== CHALLENGES ==
A. Find each line in the entries that contains the string "hair", matching case exactly, and copy those lines.
B. Continue the passage on rooftop solar power in Switzerland from its last sentence.

-- start of PROVIDED PASSAGE --

A new study conducted by the EPFL (École polytechnique fédérale de Lausanne) put the number of said potential to solely 24.6 (± 9) TWh per year (Walch et al. 2020). Main reasons for said difference, especially concerning the estimates of sonnendach.ch, are thought to be different models of insolation, the machine-aided arrangement of the modular units on the roofs and more detailed calculations of the shading (Walch, Mohajeri, and Scartezzini 2019). Notwithstanding, the immense differences are still not sufficiently explained.
At first sight, the estimates for Swiss roofs seem the cover a wide range i.e. 24.6-49.1 TWh per year. What meets the eye is the high value stated by sonnendach.ch when compared to the others (see Figure 5‑1). However, assuming that only half of the potential could be harnessed until 2050 (in compliance with Remund et al., 2019), one gets a similar potential to the other estimates. Nonetheless, further clarifications are suggested.
Since the time horizon of this report refers to 2030 or at most 2050, an exhaustible potential somewhere between 24-25 TWh on roofs seems to be the most trustworthy and sensible estimate. To this figure one can add Swissolar’s estimate of 8 TWh for façades. Hence Swiss buildings might be producing 30-33 TWh worth of energy per year.
Analysis of Solar PV on Roofs
The size of a solar plant is a decisive factor when it comes to the costs of said structure and, thus, also influences the production costs of electricity. In-detail data has only been published by sonnendach.ch. Hence, the following analysis is based on their information. As long as the factor 0.5 is being used for the number and the surface area resp., the statements should be transferable to the aforementioned trustworthy estimate of the potential i.e. 24-25 TWh.
For the analysis it has been assumed that several roof surface areas of one building would be conflated to one single solar plant. Thus, different surface areas with an identical UUID have been added up and labeled as “solar plant” or “building”.
Furthermore, only roof surface areas with an annual insolation of at least 1,000 kWh/m2 have been taken into account. This is identical with a very good or outstanding roof surface area.
Figure 5‑2 shows the standardized annual gain of the solar collectors on roofs as per sonnendach.ch. Most of the collectors are in the range of 900-1,000 kWh/kWp, as are newly installed collectors today.
Figure 5‑3 shows the distribution of the sizes of the roof surface areas from sonnendach.ch, which are usually fit to have PV systems installed. Figure 5‑4 shows the annual electricity yield sorted by the size of the installations. The abundance distribution of the annual electricity yield for different categories of PV systems are shown in Table 5‑2 and in Figure 5‑5, also. As a data source for the categorization the figures from sonnendach.ch, with a lump reduction of 30% of the roof surface area and the gains respectively, have been used. Furthermore, the roof surface areas were also aggregated with the UUID to PV systems.
Table 5‑2 as well as Figure 5‑5 show nicely that typical installations on single-family homes with capacities between 2-20 kWp (10-100 m2 surface of modular units) can produce roughly 36% of rooftop PV electricity. 29% of the potential comes from installations between 20 and 50 kWp and 25% of the potential is being covered by even bigger installations on blocks of flats or on industrial builds.

-- end of PROVIDED PASSAGE --
-- start of ROWS --

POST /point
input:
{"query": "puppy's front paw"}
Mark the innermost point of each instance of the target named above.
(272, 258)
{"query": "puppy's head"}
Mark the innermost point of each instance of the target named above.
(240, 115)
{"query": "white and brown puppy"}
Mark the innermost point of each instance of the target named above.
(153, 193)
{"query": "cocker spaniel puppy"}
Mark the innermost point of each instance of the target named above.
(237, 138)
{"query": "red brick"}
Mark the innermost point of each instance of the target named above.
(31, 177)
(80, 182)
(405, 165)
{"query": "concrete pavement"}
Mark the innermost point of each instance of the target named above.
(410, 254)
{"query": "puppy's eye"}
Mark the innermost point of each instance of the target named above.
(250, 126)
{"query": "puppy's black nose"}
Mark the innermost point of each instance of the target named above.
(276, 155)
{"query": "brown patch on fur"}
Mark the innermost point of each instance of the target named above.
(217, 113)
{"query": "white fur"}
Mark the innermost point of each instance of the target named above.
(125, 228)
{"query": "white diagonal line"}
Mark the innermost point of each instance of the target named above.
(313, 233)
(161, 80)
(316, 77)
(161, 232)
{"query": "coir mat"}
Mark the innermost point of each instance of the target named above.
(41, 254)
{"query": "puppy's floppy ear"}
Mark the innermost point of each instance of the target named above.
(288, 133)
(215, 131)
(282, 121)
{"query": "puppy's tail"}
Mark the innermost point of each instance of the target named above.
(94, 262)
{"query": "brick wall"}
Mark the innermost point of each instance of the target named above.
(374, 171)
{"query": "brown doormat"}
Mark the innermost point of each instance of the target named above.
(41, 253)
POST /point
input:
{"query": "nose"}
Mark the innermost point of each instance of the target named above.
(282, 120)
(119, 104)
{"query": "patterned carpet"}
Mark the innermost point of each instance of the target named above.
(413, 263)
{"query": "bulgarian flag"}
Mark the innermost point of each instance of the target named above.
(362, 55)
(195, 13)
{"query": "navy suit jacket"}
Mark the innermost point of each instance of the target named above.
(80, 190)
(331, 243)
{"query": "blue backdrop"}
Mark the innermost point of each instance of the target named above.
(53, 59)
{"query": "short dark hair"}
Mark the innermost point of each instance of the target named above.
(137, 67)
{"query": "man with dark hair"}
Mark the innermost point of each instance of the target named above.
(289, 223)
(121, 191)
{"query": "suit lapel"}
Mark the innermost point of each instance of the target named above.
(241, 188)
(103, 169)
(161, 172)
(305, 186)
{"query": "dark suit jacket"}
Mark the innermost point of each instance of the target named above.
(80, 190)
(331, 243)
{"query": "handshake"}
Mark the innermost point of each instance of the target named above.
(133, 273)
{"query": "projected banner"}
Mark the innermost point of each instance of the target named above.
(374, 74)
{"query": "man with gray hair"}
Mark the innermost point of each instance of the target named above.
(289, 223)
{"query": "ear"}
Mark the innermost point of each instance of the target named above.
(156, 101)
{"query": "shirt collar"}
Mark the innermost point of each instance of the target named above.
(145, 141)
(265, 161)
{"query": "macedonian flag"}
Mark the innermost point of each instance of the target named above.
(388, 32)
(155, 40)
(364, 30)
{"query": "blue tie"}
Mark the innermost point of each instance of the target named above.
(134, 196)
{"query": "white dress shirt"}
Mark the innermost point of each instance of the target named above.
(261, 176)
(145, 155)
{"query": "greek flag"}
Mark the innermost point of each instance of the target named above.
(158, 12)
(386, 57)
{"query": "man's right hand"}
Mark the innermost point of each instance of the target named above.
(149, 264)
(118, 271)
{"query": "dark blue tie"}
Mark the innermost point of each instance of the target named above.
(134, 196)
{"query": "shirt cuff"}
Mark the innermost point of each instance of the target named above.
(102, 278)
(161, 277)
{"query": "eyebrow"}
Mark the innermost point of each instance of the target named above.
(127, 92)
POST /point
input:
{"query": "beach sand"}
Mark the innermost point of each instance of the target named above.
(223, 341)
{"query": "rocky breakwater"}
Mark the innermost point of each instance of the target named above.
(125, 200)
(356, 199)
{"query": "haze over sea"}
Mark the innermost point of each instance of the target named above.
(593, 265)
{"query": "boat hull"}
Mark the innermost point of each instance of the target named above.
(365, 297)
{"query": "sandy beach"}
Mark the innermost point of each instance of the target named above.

-- end of ROWS --

== RESULTS OF THE TASKS ==
A.
{"query": "short dark hair"}
{"query": "man with dark hair"}
{"query": "man with gray hair"}

B.
These bigger installations can be built more efficiently than small ones and, thus, lead to substantially lower electricity production costs. Especially when a lot of solar power must be added in a short time, the political measures should be adjusted to this circumstance. This calls for political measures that will quickly lead to the construction of PV systems on larger roofs.
Table 5-2: Frequency of the annual PV gains (source of data being sonnendach.ch grouped by UUID with a correcting factor of 0.7 as a lump deduction e.g. for chimneys, roof structures etc.)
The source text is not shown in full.